## Exercise goal
Rewrite the material below, swapping each occurrence of "rough mask" for "coarse mask" and keeping everything else the same.

Exercise input section start

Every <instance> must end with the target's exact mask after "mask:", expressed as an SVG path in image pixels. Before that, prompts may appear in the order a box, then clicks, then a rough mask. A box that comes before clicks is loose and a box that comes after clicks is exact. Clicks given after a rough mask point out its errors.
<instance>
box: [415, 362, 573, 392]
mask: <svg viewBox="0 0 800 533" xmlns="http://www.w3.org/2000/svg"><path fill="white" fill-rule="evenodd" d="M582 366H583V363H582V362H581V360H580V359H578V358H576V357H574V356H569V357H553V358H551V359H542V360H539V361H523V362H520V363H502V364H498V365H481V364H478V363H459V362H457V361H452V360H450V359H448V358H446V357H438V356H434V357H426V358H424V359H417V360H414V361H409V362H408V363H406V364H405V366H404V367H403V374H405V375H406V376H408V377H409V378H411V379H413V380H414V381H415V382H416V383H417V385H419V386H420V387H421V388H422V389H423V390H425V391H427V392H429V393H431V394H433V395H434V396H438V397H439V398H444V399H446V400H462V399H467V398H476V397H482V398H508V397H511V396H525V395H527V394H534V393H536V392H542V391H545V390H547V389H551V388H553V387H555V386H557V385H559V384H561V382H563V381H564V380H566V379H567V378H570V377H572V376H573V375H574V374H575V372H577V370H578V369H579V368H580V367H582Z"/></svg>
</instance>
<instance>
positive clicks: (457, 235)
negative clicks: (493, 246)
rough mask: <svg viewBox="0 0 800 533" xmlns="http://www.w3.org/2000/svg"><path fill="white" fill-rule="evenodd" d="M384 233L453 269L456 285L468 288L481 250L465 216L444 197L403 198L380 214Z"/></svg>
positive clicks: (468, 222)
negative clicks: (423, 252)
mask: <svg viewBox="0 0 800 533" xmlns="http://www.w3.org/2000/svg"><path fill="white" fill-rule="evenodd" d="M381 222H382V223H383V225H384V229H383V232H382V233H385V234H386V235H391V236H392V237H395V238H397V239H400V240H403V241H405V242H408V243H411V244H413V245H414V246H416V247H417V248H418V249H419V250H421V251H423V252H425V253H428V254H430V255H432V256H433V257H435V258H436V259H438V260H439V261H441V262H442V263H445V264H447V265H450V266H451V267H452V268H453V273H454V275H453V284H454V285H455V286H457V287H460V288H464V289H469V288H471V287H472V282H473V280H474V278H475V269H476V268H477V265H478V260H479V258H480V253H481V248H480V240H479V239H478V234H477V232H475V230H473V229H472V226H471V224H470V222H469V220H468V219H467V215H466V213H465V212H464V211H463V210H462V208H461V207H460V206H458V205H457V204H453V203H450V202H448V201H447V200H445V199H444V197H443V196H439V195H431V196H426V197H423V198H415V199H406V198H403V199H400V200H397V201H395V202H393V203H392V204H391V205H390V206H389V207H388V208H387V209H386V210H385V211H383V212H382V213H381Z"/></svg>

Exercise input section end

## Problem solution
Every <instance> must end with the target's exact mask after "mask:", expressed as an SVG path in image pixels. Before that, prompts may appear in the order a box, then clicks, then a coarse mask. A box that comes before clicks is loose and a box that comes after clicks is exact. Clicks given after a coarse mask point out its errors.
<instance>
box: [415, 362, 573, 392]
mask: <svg viewBox="0 0 800 533" xmlns="http://www.w3.org/2000/svg"><path fill="white" fill-rule="evenodd" d="M582 366H583V363H582V362H581V360H580V359H578V358H576V357H574V356H569V357H553V358H551V359H542V360H539V361H523V362H520V363H502V364H498V365H481V364H478V363H459V362H457V361H452V360H450V359H448V358H446V357H438V356H434V357H426V358H424V359H417V360H414V361H409V362H408V363H406V364H405V366H404V367H403V374H405V375H406V376H408V377H409V378H411V379H413V380H414V381H415V382H416V383H417V385H419V386H420V387H421V388H422V389H423V390H425V391H427V392H429V393H431V394H433V395H434V396H438V397H439V398H444V399H446V400H462V399H467V398H476V397H482V398H508V397H511V396H525V395H527V394H534V393H536V392H542V391H545V390H547V389H551V388H553V387H555V386H557V385H559V384H561V382H563V381H564V380H566V379H567V378H570V377H572V376H573V375H574V374H575V372H577V370H578V369H579V368H580V367H582Z"/></svg>
</instance>
<instance>
positive clicks: (457, 235)
negative clicks: (493, 246)
coarse mask: <svg viewBox="0 0 800 533" xmlns="http://www.w3.org/2000/svg"><path fill="white" fill-rule="evenodd" d="M384 233L453 269L456 285L468 288L481 250L465 216L444 197L403 198L380 214Z"/></svg>
positive clicks: (468, 222)
negative clicks: (423, 252)
mask: <svg viewBox="0 0 800 533" xmlns="http://www.w3.org/2000/svg"><path fill="white" fill-rule="evenodd" d="M381 222H382V223H383V225H384V229H383V232H382V233H385V234H386V235H391V236H392V237H395V238H397V239H400V240H403V241H405V242H408V243H411V244H413V245H414V246H416V247H417V248H418V249H419V250H421V251H423V252H425V253H428V254H430V255H432V256H433V257H435V258H436V259H438V260H439V261H441V262H442V263H445V264H447V265H450V266H451V267H452V268H453V273H454V275H453V284H454V285H455V286H457V287H460V288H464V289H469V288H471V287H472V282H473V280H474V278H475V269H476V268H477V265H478V260H479V258H480V253H481V248H480V240H479V239H478V234H477V232H475V230H473V229H472V226H471V224H470V222H469V220H468V219H467V215H466V213H465V212H464V211H463V210H462V208H461V207H460V206H458V205H457V204H453V203H450V202H448V201H447V200H445V199H444V197H443V196H439V195H431V196H426V197H423V198H415V199H406V198H403V199H400V200H397V201H395V202H393V203H392V204H391V205H390V206H389V207H388V208H387V209H386V210H385V211H383V212H382V213H381Z"/></svg>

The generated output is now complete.